- Records shown:
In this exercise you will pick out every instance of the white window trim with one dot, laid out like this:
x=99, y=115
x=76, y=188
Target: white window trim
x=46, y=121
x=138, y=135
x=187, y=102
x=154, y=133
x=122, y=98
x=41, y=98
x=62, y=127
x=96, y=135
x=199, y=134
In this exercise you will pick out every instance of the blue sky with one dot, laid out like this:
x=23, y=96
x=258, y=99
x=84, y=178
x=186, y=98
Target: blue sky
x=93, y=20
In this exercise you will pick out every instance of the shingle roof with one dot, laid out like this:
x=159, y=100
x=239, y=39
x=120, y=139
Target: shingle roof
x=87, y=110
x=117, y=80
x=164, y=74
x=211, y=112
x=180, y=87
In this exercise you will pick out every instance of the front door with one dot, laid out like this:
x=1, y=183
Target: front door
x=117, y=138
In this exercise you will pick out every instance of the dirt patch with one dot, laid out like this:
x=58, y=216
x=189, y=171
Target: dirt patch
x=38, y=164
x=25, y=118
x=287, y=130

- Task objective: Nothing but the lines from the beginning of the records through the line with "x=120, y=139" should appear, each printed exactly.

- Exercise result:
In this exercise you will pick out every instance of the white window trim with one dot, laid out like this:
x=99, y=115
x=76, y=188
Target: white window trim
x=46, y=121
x=138, y=135
x=187, y=102
x=154, y=133
x=122, y=98
x=41, y=98
x=62, y=127
x=96, y=135
x=199, y=134
In this exercise you will pick out every instance of the blue sky with one dot, laid out like this:
x=23, y=96
x=258, y=99
x=84, y=178
x=186, y=98
Target: blue sky
x=93, y=20
In this exercise you will pick out every instance of the shingle roof with one dot, laid out like this:
x=159, y=100
x=239, y=39
x=120, y=139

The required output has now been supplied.